**Short problem:**
Count the lines in the rows below that contain the string "wall", matching case exactly, and give only the number.

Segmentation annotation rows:
+===+
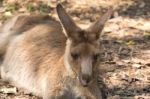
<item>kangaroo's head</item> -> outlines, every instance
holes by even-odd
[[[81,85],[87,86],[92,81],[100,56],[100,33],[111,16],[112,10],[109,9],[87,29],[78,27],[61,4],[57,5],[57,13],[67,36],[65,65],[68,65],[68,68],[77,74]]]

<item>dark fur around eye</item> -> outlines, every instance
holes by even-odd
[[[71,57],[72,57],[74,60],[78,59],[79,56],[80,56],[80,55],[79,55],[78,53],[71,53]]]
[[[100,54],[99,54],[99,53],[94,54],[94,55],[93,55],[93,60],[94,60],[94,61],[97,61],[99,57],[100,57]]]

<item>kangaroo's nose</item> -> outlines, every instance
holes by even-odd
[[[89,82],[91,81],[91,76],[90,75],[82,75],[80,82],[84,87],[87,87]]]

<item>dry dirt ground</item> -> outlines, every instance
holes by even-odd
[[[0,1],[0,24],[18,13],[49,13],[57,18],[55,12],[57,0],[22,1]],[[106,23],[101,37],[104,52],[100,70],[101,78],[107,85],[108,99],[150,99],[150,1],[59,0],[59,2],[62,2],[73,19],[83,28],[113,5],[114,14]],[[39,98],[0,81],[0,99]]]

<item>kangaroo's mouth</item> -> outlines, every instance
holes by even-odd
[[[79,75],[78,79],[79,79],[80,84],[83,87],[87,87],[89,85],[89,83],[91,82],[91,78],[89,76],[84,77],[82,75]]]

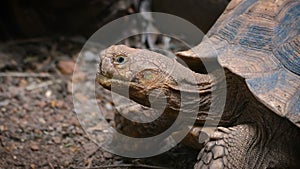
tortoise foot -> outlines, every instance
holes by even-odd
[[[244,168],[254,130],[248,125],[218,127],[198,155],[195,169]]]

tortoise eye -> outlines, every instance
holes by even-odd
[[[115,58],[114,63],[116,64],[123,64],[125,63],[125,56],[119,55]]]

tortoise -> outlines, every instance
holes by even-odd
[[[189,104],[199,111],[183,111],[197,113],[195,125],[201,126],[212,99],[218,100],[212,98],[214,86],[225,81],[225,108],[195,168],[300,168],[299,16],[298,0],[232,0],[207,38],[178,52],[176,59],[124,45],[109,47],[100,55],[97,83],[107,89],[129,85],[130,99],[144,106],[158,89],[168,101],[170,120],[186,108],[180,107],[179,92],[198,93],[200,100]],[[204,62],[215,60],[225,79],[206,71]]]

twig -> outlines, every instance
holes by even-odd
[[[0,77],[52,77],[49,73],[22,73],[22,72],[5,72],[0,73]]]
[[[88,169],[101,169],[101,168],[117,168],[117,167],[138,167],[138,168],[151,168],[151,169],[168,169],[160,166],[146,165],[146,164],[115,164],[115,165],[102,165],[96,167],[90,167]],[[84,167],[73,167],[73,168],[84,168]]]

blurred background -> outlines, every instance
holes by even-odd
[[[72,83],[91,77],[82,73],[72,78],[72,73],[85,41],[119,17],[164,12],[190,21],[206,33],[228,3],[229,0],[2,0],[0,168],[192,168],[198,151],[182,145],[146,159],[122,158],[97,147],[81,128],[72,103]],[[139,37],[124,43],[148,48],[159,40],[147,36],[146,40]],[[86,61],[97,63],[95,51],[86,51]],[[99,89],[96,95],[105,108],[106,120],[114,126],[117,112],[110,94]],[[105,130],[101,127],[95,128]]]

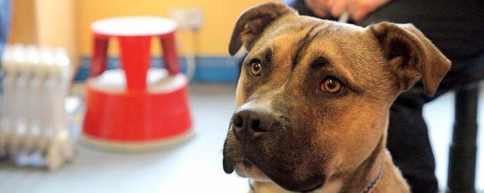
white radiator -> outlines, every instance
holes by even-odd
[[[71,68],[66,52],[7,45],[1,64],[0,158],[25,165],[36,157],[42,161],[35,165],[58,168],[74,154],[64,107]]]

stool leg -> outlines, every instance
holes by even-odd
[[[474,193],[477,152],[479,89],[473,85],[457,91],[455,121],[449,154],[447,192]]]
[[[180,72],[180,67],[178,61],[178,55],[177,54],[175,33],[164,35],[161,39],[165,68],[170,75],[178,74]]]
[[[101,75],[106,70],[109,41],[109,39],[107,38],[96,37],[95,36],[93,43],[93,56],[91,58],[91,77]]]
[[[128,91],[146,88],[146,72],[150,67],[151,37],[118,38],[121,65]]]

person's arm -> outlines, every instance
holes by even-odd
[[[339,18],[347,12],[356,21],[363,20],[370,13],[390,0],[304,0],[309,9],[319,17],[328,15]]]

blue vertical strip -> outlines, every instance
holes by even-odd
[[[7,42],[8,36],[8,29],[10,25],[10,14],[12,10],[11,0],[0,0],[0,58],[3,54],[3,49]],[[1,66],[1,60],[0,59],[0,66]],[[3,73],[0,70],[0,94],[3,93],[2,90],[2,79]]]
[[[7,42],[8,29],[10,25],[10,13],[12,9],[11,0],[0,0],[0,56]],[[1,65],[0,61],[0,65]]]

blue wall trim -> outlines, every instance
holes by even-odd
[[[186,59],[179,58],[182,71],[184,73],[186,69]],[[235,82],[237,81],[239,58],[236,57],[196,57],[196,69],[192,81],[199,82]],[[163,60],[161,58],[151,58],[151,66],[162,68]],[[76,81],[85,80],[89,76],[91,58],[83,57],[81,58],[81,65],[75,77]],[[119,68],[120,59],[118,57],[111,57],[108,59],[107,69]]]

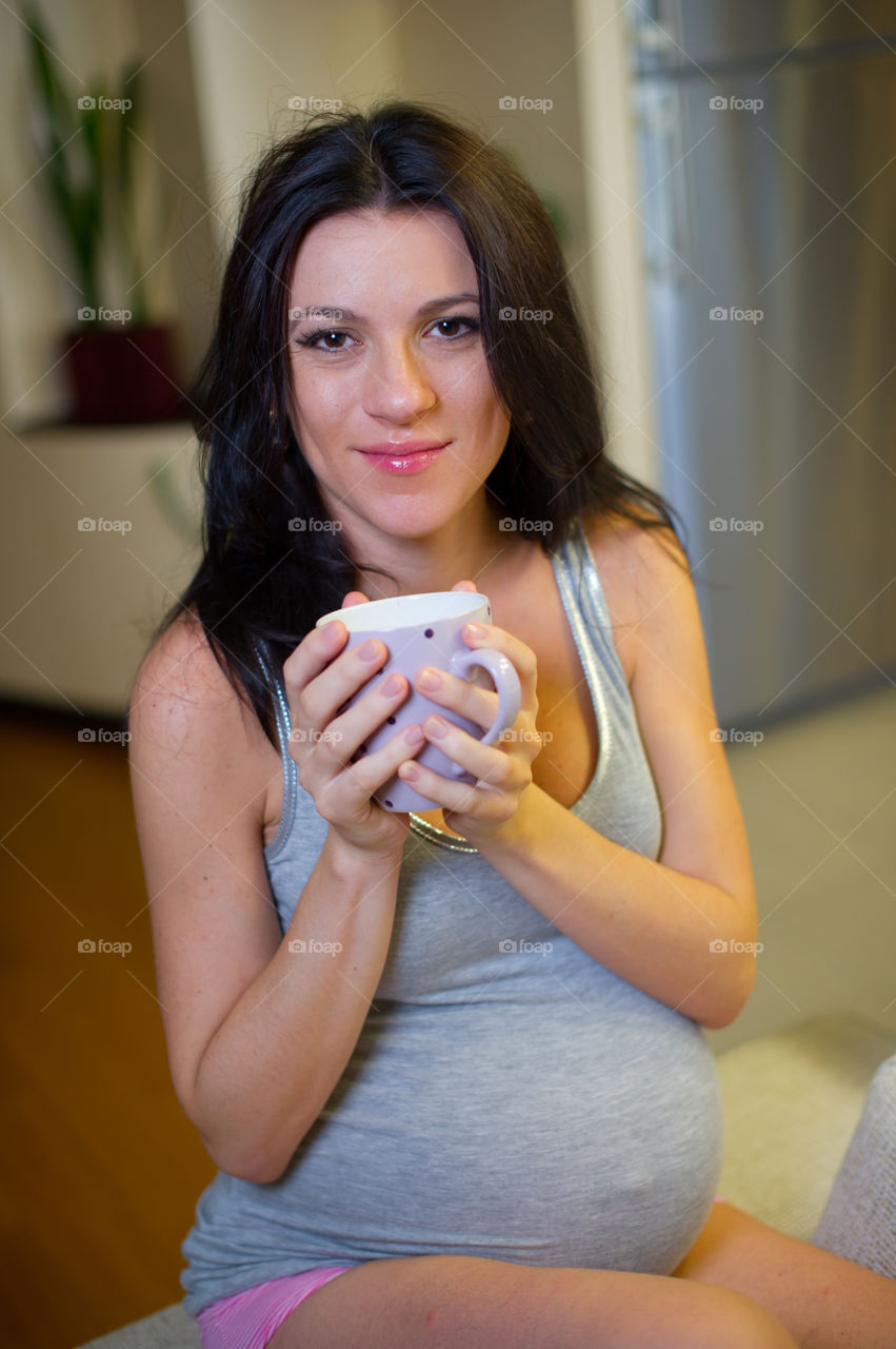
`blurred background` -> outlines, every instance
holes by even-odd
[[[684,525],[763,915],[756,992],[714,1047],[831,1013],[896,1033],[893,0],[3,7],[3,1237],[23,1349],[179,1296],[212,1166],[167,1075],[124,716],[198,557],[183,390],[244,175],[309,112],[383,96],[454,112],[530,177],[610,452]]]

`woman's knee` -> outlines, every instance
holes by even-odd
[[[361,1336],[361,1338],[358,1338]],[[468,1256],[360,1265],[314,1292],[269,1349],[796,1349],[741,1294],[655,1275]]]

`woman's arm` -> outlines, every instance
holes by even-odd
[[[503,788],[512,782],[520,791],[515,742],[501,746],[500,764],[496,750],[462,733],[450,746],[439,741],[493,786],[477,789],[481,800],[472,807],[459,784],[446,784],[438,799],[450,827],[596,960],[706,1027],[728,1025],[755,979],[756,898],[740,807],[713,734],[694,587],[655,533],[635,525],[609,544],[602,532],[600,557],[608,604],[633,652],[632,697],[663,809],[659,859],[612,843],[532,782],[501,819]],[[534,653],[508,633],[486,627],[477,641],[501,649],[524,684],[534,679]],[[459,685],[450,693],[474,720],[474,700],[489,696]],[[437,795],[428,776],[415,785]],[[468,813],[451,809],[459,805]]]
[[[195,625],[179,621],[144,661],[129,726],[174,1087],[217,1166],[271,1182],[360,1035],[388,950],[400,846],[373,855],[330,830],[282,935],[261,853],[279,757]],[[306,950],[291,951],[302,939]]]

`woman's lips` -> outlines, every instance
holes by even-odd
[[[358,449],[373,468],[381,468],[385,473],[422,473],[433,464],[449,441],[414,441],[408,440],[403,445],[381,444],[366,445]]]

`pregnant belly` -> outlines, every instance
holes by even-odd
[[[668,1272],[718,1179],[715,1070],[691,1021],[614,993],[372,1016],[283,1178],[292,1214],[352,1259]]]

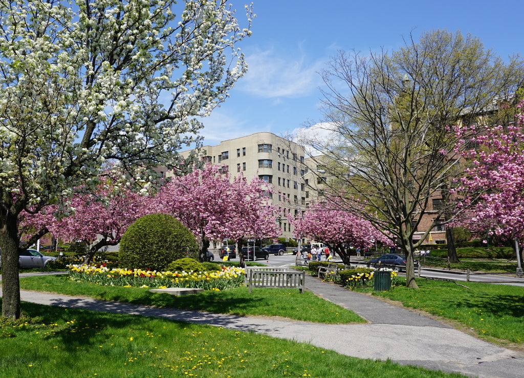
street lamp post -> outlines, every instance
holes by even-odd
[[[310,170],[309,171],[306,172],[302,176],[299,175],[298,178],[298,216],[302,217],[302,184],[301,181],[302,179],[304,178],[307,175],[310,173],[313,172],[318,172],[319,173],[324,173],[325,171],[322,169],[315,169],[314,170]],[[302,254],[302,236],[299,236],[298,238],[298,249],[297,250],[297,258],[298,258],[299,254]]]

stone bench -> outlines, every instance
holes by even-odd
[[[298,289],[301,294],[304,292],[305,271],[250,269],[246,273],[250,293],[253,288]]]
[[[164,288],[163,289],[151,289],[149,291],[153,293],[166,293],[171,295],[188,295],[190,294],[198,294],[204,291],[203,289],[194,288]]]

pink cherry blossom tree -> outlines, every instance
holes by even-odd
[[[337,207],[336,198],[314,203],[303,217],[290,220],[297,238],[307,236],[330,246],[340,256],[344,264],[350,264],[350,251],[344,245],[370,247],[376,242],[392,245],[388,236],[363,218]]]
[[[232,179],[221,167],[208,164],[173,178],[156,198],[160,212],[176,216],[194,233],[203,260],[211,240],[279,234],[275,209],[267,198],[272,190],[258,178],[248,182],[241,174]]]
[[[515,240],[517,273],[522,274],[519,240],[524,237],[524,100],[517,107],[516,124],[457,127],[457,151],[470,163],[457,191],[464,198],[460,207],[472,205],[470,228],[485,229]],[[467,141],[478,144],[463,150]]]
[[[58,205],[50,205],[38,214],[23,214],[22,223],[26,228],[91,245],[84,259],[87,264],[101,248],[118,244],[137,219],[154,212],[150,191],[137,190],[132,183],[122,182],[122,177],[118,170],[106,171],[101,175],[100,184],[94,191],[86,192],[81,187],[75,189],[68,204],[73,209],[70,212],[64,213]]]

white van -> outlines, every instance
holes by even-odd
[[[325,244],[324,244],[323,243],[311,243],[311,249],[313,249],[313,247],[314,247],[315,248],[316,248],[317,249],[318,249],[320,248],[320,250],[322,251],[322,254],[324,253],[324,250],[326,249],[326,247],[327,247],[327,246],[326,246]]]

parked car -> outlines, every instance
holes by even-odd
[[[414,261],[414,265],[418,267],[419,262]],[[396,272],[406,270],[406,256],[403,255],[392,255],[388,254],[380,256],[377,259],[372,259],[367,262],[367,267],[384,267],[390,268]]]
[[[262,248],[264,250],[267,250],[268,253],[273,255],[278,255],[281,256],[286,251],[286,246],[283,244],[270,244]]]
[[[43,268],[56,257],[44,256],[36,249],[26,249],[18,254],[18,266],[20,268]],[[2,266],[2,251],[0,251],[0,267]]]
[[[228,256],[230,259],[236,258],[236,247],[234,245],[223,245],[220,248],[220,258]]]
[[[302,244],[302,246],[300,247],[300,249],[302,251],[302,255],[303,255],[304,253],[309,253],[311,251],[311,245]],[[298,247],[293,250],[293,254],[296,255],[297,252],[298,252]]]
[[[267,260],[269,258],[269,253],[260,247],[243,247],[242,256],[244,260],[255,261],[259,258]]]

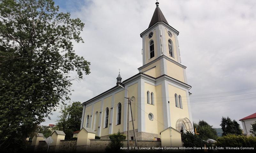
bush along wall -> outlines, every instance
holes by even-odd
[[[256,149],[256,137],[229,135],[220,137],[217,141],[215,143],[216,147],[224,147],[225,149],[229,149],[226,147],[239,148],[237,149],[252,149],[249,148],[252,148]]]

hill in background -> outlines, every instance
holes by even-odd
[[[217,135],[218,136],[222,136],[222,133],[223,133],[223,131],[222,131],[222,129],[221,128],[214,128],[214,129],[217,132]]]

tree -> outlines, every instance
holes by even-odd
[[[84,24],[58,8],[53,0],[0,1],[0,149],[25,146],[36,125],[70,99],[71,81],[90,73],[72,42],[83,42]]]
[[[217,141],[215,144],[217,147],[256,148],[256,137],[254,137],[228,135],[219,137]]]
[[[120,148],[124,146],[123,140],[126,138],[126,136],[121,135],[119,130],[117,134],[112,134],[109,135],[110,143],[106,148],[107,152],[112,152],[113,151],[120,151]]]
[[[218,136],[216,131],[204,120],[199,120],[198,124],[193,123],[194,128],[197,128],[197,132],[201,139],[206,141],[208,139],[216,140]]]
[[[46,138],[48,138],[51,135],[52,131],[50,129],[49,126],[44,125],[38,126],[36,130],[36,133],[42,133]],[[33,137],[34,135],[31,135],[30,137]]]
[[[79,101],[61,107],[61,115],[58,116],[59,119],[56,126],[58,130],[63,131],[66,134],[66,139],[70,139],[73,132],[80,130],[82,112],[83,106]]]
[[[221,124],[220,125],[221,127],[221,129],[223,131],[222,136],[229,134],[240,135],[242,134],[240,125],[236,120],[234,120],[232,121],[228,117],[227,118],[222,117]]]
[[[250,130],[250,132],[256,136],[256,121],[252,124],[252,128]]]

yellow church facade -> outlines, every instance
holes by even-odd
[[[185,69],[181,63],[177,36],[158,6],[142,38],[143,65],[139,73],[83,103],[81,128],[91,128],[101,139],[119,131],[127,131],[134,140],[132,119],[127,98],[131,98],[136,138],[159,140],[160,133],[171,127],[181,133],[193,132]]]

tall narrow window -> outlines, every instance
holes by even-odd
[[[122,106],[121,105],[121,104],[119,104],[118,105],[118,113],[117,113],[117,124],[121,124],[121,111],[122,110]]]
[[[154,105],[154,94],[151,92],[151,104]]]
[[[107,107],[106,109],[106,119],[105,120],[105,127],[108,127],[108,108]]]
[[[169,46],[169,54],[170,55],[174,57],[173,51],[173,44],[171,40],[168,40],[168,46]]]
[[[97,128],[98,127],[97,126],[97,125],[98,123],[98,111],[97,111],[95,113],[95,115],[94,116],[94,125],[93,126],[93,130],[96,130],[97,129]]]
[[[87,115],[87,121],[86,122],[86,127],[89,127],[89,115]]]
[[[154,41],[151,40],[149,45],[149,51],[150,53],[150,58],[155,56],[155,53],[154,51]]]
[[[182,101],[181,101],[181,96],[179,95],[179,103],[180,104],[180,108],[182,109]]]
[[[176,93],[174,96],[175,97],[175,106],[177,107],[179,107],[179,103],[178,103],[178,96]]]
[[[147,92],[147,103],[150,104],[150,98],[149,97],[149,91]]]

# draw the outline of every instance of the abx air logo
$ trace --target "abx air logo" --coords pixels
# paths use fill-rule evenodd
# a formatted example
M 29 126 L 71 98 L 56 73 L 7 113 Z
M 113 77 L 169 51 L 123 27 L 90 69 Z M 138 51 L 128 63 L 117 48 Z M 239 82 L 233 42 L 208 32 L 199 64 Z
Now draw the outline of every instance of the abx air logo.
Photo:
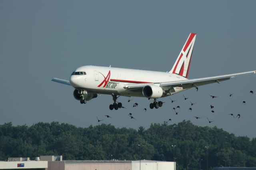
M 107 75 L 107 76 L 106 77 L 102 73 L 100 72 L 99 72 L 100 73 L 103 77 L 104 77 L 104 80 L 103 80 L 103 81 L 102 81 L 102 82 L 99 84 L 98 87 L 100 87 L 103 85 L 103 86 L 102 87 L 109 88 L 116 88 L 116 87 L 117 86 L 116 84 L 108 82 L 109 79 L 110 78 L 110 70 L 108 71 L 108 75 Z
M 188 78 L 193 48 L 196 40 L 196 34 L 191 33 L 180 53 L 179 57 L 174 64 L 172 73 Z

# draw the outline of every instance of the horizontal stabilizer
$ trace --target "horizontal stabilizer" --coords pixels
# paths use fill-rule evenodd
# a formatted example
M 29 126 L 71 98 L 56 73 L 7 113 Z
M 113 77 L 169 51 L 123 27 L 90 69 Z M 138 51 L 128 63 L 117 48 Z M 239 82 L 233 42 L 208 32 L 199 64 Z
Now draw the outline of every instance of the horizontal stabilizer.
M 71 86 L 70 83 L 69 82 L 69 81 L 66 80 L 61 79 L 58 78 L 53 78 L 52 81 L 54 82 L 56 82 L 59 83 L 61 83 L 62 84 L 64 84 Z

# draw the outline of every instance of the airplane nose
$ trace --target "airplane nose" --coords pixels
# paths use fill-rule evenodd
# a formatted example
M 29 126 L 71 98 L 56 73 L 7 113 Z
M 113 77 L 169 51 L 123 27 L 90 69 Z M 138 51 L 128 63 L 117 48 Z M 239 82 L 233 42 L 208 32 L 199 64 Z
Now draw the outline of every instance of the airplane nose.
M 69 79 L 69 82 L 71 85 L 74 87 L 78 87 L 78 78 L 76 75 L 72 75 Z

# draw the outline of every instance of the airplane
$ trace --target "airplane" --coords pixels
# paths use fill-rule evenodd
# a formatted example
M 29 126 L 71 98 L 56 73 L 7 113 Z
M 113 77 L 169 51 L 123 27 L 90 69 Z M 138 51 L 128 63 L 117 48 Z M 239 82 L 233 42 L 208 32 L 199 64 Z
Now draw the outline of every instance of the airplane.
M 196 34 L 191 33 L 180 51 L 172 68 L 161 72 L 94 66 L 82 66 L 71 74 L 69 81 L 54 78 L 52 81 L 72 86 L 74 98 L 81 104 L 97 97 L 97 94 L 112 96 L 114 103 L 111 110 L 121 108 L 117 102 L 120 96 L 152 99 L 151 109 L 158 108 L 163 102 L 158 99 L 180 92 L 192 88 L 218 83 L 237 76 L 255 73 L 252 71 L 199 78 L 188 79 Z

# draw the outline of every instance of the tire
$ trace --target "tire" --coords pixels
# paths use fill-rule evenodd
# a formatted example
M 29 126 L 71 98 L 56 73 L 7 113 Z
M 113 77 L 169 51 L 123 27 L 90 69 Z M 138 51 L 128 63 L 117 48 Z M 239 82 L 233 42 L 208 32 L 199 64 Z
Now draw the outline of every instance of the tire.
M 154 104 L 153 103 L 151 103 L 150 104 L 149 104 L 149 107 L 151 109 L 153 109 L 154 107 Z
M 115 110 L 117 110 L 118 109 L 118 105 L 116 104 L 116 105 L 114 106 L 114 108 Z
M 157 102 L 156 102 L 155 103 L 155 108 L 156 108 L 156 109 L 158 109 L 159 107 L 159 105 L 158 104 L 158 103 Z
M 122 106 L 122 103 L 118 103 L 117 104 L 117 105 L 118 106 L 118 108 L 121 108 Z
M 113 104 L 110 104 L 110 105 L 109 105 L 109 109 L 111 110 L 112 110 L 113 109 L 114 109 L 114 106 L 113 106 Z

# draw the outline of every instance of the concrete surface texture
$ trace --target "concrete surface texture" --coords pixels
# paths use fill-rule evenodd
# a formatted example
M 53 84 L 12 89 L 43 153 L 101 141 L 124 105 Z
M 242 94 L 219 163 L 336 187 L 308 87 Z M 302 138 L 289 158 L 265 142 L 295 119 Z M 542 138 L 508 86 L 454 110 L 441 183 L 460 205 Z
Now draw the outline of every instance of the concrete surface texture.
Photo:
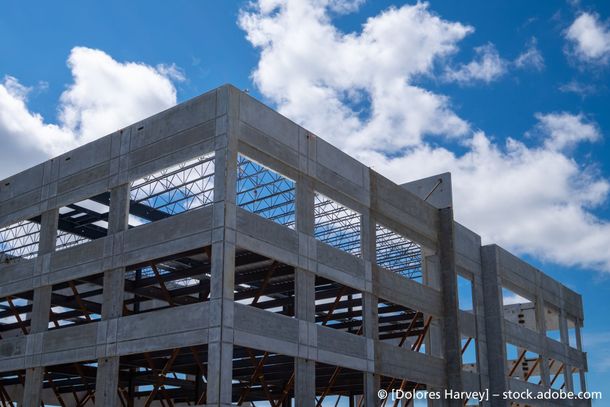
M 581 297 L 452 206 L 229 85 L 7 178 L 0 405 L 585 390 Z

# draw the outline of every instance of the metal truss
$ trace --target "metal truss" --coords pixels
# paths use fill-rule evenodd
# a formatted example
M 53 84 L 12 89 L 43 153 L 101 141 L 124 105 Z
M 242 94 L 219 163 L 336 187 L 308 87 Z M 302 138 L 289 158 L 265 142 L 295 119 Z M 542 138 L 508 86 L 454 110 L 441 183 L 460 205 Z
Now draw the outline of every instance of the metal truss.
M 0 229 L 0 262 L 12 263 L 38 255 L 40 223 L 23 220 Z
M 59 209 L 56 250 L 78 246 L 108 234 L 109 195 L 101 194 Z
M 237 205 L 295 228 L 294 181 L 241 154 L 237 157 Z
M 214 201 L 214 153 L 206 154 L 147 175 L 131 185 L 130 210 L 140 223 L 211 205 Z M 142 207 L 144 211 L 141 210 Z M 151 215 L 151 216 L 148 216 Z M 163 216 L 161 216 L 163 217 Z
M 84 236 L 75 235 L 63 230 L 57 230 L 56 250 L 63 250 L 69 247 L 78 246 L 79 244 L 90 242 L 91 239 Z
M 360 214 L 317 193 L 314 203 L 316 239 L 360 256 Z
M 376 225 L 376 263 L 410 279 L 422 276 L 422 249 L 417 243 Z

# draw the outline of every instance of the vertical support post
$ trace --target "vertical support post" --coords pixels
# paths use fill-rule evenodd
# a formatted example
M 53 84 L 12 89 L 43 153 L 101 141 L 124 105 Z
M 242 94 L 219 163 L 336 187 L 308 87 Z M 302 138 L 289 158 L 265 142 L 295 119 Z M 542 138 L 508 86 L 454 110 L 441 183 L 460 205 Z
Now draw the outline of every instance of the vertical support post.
+===+
**Result:**
2